__Document extract__.
-=-=-=-=-
Sea Otter Facts

  • California’s southern sea otter has been listed as a threatened species under the Endangered Species Act since 1977.
  • Currently the southern sea otter population is estimated at just above 3,000 animals.
  • Sea otters play a vital role in the health and stability of the nearshore marine ecosystem as a keystone species
  • Sea otter fur is the densest of any mammal at about 1 million hairs per square inch. (We have 100,000 hairs on our entire head)
  • Wild sea otters typically have a lifespan between 15 and 20 years.
  • A group of sea otters resting together is called a raft.
  • Sea otters are one of the few animals that use tools.
  • Sea otters have no blubber so they constantly groom themselves to maintain the insulating & water repellant properties of their fur.
  • An otter must consume 25% of its bodyweight in prey each day just to stay alive (for a 75 lb kid, that’s 75 1/4 lb burgers!).
  • Sea otters eat many kinds of invertebrates, including sea urchins, abalone, clams, crabs, snails, sea stars, squid & octopuses.
  • Unlike northern sea otters found in Alaska, southern sea otters here in California don’t eat fish.
-=-=-=-=-
__Listed records__.
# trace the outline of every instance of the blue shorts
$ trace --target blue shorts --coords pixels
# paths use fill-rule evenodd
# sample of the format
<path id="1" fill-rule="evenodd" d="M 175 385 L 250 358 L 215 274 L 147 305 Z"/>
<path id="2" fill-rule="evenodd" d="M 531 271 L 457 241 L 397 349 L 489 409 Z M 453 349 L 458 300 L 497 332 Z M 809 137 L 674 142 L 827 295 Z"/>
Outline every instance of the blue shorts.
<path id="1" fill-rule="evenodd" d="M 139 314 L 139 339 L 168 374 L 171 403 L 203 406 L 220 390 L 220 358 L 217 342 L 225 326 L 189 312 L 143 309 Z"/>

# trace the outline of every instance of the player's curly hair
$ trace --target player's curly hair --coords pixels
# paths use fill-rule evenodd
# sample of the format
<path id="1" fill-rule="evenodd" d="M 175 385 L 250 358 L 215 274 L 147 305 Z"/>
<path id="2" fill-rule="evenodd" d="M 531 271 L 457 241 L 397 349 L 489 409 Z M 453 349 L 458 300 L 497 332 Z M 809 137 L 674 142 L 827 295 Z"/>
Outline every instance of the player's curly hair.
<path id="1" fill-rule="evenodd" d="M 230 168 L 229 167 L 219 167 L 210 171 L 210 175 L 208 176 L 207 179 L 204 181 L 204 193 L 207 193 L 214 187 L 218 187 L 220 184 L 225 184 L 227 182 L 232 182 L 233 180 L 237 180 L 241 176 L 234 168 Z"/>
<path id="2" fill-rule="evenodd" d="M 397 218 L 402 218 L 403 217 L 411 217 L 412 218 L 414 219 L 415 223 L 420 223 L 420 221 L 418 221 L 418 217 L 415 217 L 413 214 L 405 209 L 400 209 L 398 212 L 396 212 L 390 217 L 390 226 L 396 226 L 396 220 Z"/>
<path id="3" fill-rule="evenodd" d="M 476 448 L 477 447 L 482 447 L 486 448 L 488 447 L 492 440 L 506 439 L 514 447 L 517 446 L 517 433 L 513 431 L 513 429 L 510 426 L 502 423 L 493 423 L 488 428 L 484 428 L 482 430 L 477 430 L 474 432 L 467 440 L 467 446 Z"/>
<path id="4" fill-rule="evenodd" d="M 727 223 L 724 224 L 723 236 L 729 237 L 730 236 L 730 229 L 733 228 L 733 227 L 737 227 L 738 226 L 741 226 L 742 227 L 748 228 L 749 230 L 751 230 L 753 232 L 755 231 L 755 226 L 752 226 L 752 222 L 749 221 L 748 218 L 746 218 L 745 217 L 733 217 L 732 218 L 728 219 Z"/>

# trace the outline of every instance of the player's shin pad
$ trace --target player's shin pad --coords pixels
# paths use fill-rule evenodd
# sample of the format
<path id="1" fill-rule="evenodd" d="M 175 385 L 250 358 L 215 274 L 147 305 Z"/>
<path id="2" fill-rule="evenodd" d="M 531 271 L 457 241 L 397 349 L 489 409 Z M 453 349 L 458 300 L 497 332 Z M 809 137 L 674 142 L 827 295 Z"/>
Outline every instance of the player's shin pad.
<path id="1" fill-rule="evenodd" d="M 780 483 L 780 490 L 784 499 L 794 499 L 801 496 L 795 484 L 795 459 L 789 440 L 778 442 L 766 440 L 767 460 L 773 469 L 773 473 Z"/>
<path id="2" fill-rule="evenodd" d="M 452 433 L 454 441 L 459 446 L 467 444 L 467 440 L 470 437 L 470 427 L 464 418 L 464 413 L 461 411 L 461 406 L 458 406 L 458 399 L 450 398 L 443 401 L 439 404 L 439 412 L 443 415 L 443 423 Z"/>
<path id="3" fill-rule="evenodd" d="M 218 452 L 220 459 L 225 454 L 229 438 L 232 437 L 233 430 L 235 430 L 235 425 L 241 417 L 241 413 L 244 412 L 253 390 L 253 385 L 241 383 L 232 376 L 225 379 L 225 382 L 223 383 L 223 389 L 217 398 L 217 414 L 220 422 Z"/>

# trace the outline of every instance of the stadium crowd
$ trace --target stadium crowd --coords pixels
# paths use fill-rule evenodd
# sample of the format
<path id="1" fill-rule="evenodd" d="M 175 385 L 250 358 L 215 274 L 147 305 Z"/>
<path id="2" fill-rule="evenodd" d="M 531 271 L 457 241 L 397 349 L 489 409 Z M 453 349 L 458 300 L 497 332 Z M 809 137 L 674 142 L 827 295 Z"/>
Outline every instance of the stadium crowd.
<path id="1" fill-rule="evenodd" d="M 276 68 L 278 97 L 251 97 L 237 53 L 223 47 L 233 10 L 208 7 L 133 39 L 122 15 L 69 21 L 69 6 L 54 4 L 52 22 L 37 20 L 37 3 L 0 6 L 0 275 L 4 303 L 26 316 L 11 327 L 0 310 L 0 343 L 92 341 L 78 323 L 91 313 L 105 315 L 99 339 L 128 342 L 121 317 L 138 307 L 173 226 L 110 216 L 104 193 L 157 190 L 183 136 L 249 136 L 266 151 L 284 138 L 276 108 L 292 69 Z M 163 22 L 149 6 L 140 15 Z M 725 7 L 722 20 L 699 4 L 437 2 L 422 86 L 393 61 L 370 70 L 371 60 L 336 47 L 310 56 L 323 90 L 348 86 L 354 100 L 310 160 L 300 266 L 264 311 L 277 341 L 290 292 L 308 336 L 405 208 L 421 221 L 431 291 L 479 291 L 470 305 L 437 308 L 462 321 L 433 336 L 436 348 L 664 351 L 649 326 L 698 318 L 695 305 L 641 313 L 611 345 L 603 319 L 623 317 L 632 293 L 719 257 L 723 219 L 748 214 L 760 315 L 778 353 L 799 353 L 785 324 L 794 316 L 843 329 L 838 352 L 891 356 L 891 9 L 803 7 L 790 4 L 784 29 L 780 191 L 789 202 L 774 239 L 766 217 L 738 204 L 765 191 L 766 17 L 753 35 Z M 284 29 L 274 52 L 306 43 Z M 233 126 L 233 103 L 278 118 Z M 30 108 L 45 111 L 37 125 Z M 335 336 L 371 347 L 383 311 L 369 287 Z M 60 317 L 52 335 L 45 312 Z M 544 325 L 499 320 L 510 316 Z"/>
-=-=-=-=-
__How to complete this task__. Write out the sea otter facts word for word, from "Sea Otter Facts" to "that use tools.".

__Output__.
Sea Otter Facts

  • California’s southern sea otter has been listed as a threatened species under the Endangered Species Act since 1977.
  • Currently the southern sea otter population is estimated at just above 3,000 animals.
  • Sea otters play a vital role in the health and stability of the nearshore marine ecosystem as a keystone species
  • Sea otter fur is the densest of any mammal at about 1 million hairs per square inch. (We have 100,000 hairs on our entire head)
  • Wild sea otters typically have a lifespan between 15 and 20 years.
  • A group of sea otters resting together is called a raft.
  • Sea otters are one of the few animals that use tools.